Goal of the exercise =>
Can you reproduce every entry below verbatim, leaving out the pictures?

(Entries from a data collection)
•••

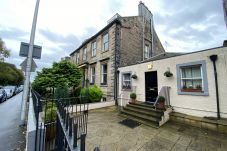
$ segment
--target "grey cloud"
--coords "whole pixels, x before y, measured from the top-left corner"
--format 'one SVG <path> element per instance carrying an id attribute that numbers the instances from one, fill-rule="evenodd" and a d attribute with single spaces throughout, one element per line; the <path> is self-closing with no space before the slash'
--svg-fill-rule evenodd
<path id="1" fill-rule="evenodd" d="M 223 36 L 226 29 L 221 1 L 163 0 L 161 5 L 162 11 L 154 13 L 154 20 L 155 26 L 164 26 L 162 33 L 166 36 L 184 42 L 198 43 L 203 45 L 204 49 L 220 46 L 217 44 L 222 43 L 223 37 L 227 38 Z M 192 28 L 191 25 L 202 25 L 205 29 Z M 179 31 L 172 33 L 174 30 Z M 193 48 L 198 50 L 197 46 L 192 45 L 190 49 Z"/>

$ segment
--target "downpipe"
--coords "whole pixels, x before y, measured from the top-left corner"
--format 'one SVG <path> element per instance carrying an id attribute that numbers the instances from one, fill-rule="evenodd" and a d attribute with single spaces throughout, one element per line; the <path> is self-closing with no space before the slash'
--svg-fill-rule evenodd
<path id="1" fill-rule="evenodd" d="M 214 67 L 214 78 L 215 78 L 215 88 L 216 88 L 216 99 L 217 99 L 217 118 L 220 119 L 220 105 L 219 105 L 219 91 L 218 91 L 218 76 L 217 76 L 217 69 L 216 69 L 216 61 L 218 59 L 217 55 L 211 55 L 210 60 L 213 62 Z"/>

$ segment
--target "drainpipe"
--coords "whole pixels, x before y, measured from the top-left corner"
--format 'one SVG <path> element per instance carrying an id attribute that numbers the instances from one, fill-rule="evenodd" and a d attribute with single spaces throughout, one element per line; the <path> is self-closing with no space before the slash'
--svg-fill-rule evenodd
<path id="1" fill-rule="evenodd" d="M 216 88 L 216 98 L 217 98 L 217 118 L 220 119 L 220 106 L 219 106 L 219 93 L 218 93 L 218 77 L 217 77 L 217 70 L 216 70 L 216 61 L 218 59 L 217 55 L 211 55 L 210 60 L 213 62 L 214 66 L 214 78 L 215 78 L 215 88 Z"/>

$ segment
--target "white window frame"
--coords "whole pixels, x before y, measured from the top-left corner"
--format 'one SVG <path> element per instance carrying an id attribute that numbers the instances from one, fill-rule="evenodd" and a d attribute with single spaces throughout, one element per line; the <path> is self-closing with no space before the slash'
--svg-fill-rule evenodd
<path id="1" fill-rule="evenodd" d="M 124 76 L 126 74 L 129 74 L 130 80 L 125 80 L 124 79 L 125 78 Z M 122 73 L 122 82 L 121 82 L 121 88 L 122 88 L 122 90 L 131 90 L 132 89 L 132 78 L 131 78 L 131 76 L 132 76 L 132 73 L 131 72 L 123 72 Z M 125 81 L 130 82 L 129 88 L 125 88 L 125 86 L 124 86 L 124 82 Z"/>
<path id="2" fill-rule="evenodd" d="M 91 72 L 91 81 L 90 81 L 90 83 L 92 83 L 92 84 L 94 84 L 95 83 L 95 66 L 92 66 L 91 68 L 90 68 L 90 72 Z"/>
<path id="3" fill-rule="evenodd" d="M 92 57 L 96 56 L 96 47 L 97 47 L 97 43 L 96 43 L 96 41 L 93 41 L 91 43 L 91 56 Z"/>
<path id="4" fill-rule="evenodd" d="M 104 66 L 106 66 L 106 73 L 104 73 Z M 106 82 L 104 81 L 104 75 L 106 75 Z M 101 67 L 101 84 L 102 85 L 107 85 L 107 80 L 108 80 L 107 76 L 108 76 L 108 65 L 107 63 L 105 63 L 105 64 L 102 64 L 102 67 Z"/>
<path id="5" fill-rule="evenodd" d="M 182 74 L 182 69 L 183 68 L 190 68 L 192 66 L 200 66 L 200 72 L 201 72 L 201 77 L 192 77 L 192 78 L 183 78 Z M 189 62 L 189 63 L 184 63 L 184 64 L 177 64 L 177 92 L 178 94 L 183 94 L 183 95 L 209 95 L 208 93 L 208 81 L 207 81 L 207 71 L 206 71 L 206 61 L 196 61 L 196 62 Z M 201 79 L 202 80 L 202 85 L 201 85 L 201 90 L 199 91 L 183 91 L 183 80 L 184 79 Z"/>
<path id="6" fill-rule="evenodd" d="M 79 64 L 79 59 L 80 59 L 80 53 L 76 54 L 76 63 Z"/>
<path id="7" fill-rule="evenodd" d="M 83 49 L 83 61 L 87 60 L 87 47 Z"/>
<path id="8" fill-rule="evenodd" d="M 183 69 L 187 69 L 187 68 L 192 68 L 192 67 L 199 67 L 200 69 L 200 77 L 191 77 L 191 78 L 183 78 Z M 195 66 L 186 66 L 186 67 L 182 67 L 180 68 L 180 72 L 181 72 L 181 89 L 183 89 L 184 86 L 184 80 L 191 80 L 193 82 L 193 80 L 201 80 L 202 84 L 201 84 L 201 91 L 203 91 L 204 89 L 204 82 L 203 82 L 203 72 L 202 72 L 202 66 L 201 65 L 195 65 Z"/>
<path id="9" fill-rule="evenodd" d="M 148 59 L 149 58 L 149 46 L 145 45 L 144 46 L 144 59 Z"/>
<path id="10" fill-rule="evenodd" d="M 107 41 L 105 41 L 105 37 L 107 36 Z M 106 45 L 107 44 L 107 45 Z M 107 47 L 105 47 L 107 46 Z M 108 51 L 109 50 L 109 33 L 105 33 L 103 36 L 102 36 L 102 51 Z"/>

•••

Exercise solution =>
$ segment
--target "grey cloud"
--coords "whole pixels, x before y, measured from the top-left corner"
--format 'one SVG <path> element per instance carrying an id attribute that numbers the instances from one, fill-rule="evenodd" and a d attribute with single spaces throughout, one element per line; the <path> is self-closing with no space before the slash'
--svg-fill-rule evenodd
<path id="1" fill-rule="evenodd" d="M 223 36 L 226 29 L 221 1 L 163 0 L 161 5 L 162 11 L 154 13 L 154 20 L 155 26 L 164 26 L 162 33 L 166 36 L 184 42 L 198 43 L 203 45 L 204 49 L 220 46 L 217 44 L 222 43 L 223 37 L 227 38 Z M 192 28 L 191 25 L 202 25 L 205 29 Z M 179 31 L 172 33 L 174 30 Z M 193 48 L 198 50 L 197 46 L 192 45 L 190 49 Z"/>

$ segment
--target "downpipe"
--coords "whole pixels, x before y, measured from the top-left corner"
--format 'one SVG <path> element per instance carrying an id attribute that numbers the instances from one, fill-rule="evenodd" and a d attribute with single spaces throughout, one element per line; the <path> is self-closing with no space before the slash'
--svg-fill-rule evenodd
<path id="1" fill-rule="evenodd" d="M 214 67 L 214 78 L 215 78 L 215 88 L 216 88 L 216 99 L 217 99 L 217 118 L 220 119 L 220 105 L 219 105 L 219 91 L 218 91 L 218 76 L 217 76 L 217 69 L 216 69 L 216 61 L 218 59 L 217 55 L 211 55 L 210 60 L 213 62 Z"/>

$ segment
--target "drainpipe"
--coords "whole pixels, x before y, measured from the top-left corner"
--format 'one SVG <path> element per instance carrying an id attribute that numbers the instances from one, fill-rule="evenodd" and a d attribute with single spaces throughout, one element per line; the <path> is self-closing with no space before the slash'
--svg-fill-rule evenodd
<path id="1" fill-rule="evenodd" d="M 216 88 L 216 98 L 217 98 L 217 118 L 220 119 L 220 106 L 219 106 L 219 93 L 218 93 L 218 77 L 217 77 L 217 70 L 216 70 L 216 61 L 218 59 L 217 55 L 211 55 L 210 60 L 213 62 L 214 66 L 214 78 L 215 78 L 215 88 Z"/>

$ segment
--target "white window frame"
--coords "whole pixels, x before y, measured from the top-left corner"
--format 'one SVG <path> element per instance carrying an id attribute that numbers the instances from one, fill-rule="evenodd" and a d attribute with single spaces throughout, one element per line; the <path> is self-closing with no space before the slash'
--svg-fill-rule evenodd
<path id="1" fill-rule="evenodd" d="M 124 76 L 126 74 L 129 74 L 130 80 L 125 80 L 124 79 L 125 78 Z M 122 73 L 122 82 L 121 82 L 121 88 L 122 88 L 122 90 L 131 90 L 132 89 L 132 78 L 131 78 L 131 76 L 132 76 L 132 73 L 131 72 L 123 72 Z M 125 81 L 130 82 L 129 88 L 125 88 L 125 86 L 124 86 L 124 82 Z"/>
<path id="2" fill-rule="evenodd" d="M 91 72 L 91 81 L 90 81 L 90 83 L 92 83 L 92 84 L 94 84 L 95 83 L 95 66 L 92 66 L 91 68 L 90 68 L 90 72 Z"/>
<path id="3" fill-rule="evenodd" d="M 92 57 L 96 56 L 96 47 L 97 47 L 97 43 L 96 43 L 96 41 L 93 41 L 91 43 L 91 56 Z"/>
<path id="4" fill-rule="evenodd" d="M 104 66 L 106 66 L 106 73 L 104 73 Z M 106 82 L 104 81 L 104 75 L 106 75 Z M 101 67 L 101 84 L 102 85 L 107 85 L 107 80 L 108 80 L 107 76 L 108 76 L 108 65 L 107 63 L 105 63 L 105 64 L 102 64 L 102 67 Z"/>
<path id="5" fill-rule="evenodd" d="M 182 74 L 182 69 L 183 68 L 190 68 L 192 66 L 200 66 L 200 72 L 201 72 L 201 77 L 192 77 L 192 78 L 183 78 Z M 189 62 L 189 63 L 184 63 L 184 64 L 177 64 L 177 92 L 178 94 L 183 94 L 183 95 L 209 95 L 208 93 L 208 81 L 207 81 L 207 71 L 206 71 L 206 61 L 196 61 L 196 62 Z M 201 79 L 202 80 L 202 85 L 201 85 L 201 90 L 199 91 L 183 91 L 183 80 L 184 79 Z"/>
<path id="6" fill-rule="evenodd" d="M 79 64 L 79 59 L 80 59 L 80 53 L 76 54 L 76 63 Z"/>
<path id="7" fill-rule="evenodd" d="M 83 49 L 83 61 L 87 60 L 87 47 Z"/>
<path id="8" fill-rule="evenodd" d="M 183 69 L 187 69 L 187 68 L 192 68 L 192 67 L 199 67 L 200 69 L 200 77 L 191 77 L 191 78 L 183 78 Z M 195 66 L 186 66 L 186 67 L 182 67 L 180 68 L 180 72 L 181 72 L 181 89 L 183 89 L 184 86 L 184 80 L 191 80 L 193 82 L 193 80 L 201 80 L 202 84 L 201 84 L 201 91 L 203 91 L 204 89 L 204 82 L 203 82 L 203 72 L 202 72 L 202 66 L 201 65 L 195 65 Z"/>
<path id="9" fill-rule="evenodd" d="M 148 59 L 149 58 L 149 46 L 145 45 L 144 46 L 144 59 Z"/>
<path id="10" fill-rule="evenodd" d="M 107 41 L 105 41 L 105 37 L 107 36 Z M 106 45 L 107 44 L 107 45 Z M 107 47 L 105 47 L 107 46 Z M 108 51 L 109 50 L 109 33 L 105 33 L 103 36 L 102 36 L 102 51 Z"/>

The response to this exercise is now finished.